• **Text segment**:
^^^^^^^^

Z: 99 Red Balloons
Some people observe that life is an uphill journey and all that matters is The Climb. I believe no such simple analogy for my career here at Aeste. You may remember that my task is to port the AEMB to QEMU and that I have successfully replicated an existing architecture as a first step. I was under no illusion that what was to come after that would not be much more difficult—but to say that I was completely prepared would be to give an undeserved compliment to my professionalism. Of course, given the style in which I have blogged thus far, you might already have figured out that my professionalism is by no means in accordance with the traditional model of stoicism. My work ethic lies in the key idea that I strive to enjoy all I do and be proud of what I accomplish in the end.
After such an introduction, I think I must continue to demonstrate exactly (to floating-point accuracy) how much I enjoy myself here at Aeste. By the way, Aeste’s hiring and you can join in the enjoyment of an employment that welcomes individual excellence and communal sharing!
In this second phase of my porting the AEMB to QEMU, I have been taking working code apart to analyze, modify, and put back together. Sometimes I discarded the old code after analyzing because writing new code was much faster and cleaner. As programmers well know, changing anything that already works—no matter drastically or not—often invites bugs. In response to the analogy of The Climb, I find that this new world of bugs is more like Duck Hunt or a desert paradise where 99 Red Balloons appear out of nowhere, never at the same time, and never with the same magnitude. I like balloons, but for the sake of argument, I shall be the hunter who attempts to shoot down the floating bubbles. I don’t get to pick my targets, but I get to decide which balloons I attempt to obliterate first.

^^^^^^^^

• **Data section**:
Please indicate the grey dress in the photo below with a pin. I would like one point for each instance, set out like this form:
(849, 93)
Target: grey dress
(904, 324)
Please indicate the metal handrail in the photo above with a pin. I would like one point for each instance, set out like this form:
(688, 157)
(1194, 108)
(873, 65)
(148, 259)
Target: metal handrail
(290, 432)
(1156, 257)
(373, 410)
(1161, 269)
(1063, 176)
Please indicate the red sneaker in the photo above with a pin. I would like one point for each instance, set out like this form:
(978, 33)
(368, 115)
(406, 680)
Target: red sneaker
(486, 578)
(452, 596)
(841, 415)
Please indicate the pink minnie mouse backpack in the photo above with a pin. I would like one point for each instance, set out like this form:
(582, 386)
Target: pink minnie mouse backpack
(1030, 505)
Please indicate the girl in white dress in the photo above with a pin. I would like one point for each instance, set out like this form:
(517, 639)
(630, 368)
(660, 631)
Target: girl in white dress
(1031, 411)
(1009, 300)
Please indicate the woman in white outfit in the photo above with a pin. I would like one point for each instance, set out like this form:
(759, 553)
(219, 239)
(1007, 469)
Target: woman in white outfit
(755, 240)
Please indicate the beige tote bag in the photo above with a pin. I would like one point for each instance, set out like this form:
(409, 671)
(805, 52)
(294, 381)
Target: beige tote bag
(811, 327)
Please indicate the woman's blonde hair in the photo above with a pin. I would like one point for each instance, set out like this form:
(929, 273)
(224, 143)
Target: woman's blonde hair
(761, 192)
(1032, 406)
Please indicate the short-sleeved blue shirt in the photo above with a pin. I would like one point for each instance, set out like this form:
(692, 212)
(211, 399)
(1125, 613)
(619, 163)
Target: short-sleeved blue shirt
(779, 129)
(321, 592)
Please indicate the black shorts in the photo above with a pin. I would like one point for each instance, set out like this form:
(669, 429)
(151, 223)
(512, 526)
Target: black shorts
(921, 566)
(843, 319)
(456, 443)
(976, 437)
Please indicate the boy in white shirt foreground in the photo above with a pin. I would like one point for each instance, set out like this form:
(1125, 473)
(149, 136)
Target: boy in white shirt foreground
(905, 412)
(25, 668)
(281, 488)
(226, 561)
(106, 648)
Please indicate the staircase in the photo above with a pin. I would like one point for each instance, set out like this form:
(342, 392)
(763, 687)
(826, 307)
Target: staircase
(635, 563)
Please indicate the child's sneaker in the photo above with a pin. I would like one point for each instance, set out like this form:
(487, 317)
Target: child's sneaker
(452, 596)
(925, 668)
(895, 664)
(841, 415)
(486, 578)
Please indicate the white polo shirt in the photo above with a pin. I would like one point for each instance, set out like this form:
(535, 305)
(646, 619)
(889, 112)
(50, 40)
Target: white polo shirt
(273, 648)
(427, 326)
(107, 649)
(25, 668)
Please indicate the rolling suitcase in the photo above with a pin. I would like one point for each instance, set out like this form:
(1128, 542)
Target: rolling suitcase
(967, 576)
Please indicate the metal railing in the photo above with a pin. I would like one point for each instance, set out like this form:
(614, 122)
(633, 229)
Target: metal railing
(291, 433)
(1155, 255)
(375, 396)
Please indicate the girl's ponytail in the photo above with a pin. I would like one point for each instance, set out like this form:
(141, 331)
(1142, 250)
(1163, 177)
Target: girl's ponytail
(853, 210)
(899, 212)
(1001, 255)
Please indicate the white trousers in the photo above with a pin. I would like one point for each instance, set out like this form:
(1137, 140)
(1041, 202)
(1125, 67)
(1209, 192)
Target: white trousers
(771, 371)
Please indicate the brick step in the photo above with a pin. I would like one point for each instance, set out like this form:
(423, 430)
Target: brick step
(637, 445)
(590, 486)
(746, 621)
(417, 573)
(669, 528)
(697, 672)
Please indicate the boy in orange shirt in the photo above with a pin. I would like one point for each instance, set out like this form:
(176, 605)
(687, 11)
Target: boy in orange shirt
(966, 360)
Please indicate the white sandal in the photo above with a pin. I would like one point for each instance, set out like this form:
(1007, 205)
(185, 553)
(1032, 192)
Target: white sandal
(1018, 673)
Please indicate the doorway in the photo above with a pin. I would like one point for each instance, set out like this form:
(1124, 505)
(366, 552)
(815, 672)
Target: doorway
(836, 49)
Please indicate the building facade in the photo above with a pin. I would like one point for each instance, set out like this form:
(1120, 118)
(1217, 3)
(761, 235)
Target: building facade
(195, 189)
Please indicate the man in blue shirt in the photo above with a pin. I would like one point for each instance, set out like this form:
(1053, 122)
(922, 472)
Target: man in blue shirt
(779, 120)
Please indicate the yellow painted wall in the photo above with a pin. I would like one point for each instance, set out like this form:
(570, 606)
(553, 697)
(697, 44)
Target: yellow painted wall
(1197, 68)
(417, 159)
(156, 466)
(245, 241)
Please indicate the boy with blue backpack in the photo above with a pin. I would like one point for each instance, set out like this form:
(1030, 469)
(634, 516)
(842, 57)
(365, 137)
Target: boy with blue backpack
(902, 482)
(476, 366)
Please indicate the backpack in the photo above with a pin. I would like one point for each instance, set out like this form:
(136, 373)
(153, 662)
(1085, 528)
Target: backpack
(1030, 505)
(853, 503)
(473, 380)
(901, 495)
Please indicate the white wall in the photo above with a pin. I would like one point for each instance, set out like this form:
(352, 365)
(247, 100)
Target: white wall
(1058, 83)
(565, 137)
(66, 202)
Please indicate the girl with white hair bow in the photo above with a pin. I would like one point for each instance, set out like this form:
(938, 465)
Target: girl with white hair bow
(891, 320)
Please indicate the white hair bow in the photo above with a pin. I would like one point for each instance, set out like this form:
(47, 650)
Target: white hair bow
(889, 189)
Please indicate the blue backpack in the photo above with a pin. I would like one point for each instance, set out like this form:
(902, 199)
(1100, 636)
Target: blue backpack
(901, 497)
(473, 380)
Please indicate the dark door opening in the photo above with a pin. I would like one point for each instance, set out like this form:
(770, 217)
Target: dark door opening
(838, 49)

^^^^^^^^

• **Activity 1**:
Decide whether each statement agrees with the blog post on porting the AEMB to QEMU. Answer yes or no for each, quoting the words of the post that decide it.
(a) The writer's assignment is to port the AEMB to QEMU.
(b) In the second phase, the writer always kept the old code after analyzing it.
(c) In the writer's analogy, the balloons all appear at the same time.
• **Activity 2**: Recast the paragraph of the blog post on porting the AEMB to QEMU that begins "In this second phase" as a bulleted list that keeps its main facts.
• **Activity 3**: Extend the blog post on porting the AEMB to QEMU, beginning immediately after its final sentence.

• **Final answer 1**:
(a) Yes: "my task is to port the AEMB to QEMU"
(b) No: "Sometimes I discarded the old code after analyzing because writing new code was much faster and cleaner."
(c) No: "never at the same time, and never with the same magnitude"

• **Final answer 2**:
- In the second phase of porting the AEMB to QEMU, the writer takes working code apart to analyze, modify, and reassemble it.
- Old code is sometimes discarded after analysis because writing new code is faster and cleaner.
- Changing code that already works often introduces bugs.
- Rather than The Climb, the writer compares these bugs to Duck Hunt, or to 99 Red Balloons appearing out of nowhere, never at the same time and never with the same magnitude.
- Cast as the hunter, the writer cannot choose the targets but can decide which balloons to shoot down first.

• **Final answer 3**:
Hey, if one is able to view all work as play (in professional moderation, of course), one must have achieved a Zen in the office, yes? Not quite. Those who think that the world of play contains no ill-feeling must never have played hard. In some people is an inner drive to challenge limits continuously. In some others is a desire to showcase their skill, art, and finesse publicly. In another set of people is a great fear of screwing up and failing. Most people have a combination of these symptoms (and other quirks not listed here). I have the best disease: I feed off many of these little motivations and say “at least I’m not so extreme in [insert quirk here] that I [insert corresponding stereotype here]”. This infection is great, because I get to work my socks off and still feel good about my comparative normalcy. I still feel frustrated from time to time, but I bounce back quick enough.
Quick enough to shoot them balloons down before they…well…cloud my vision; before I’m overwhelmed by the sheer amount of work I have to do. At time of press, yours truly has a semi-functioning, semi-complete model of an AEMB system on QEMU that can boot up a binary executable. And he is rather proud of it. His socks are still on, which probably means that he has a long way to go before he is overworked.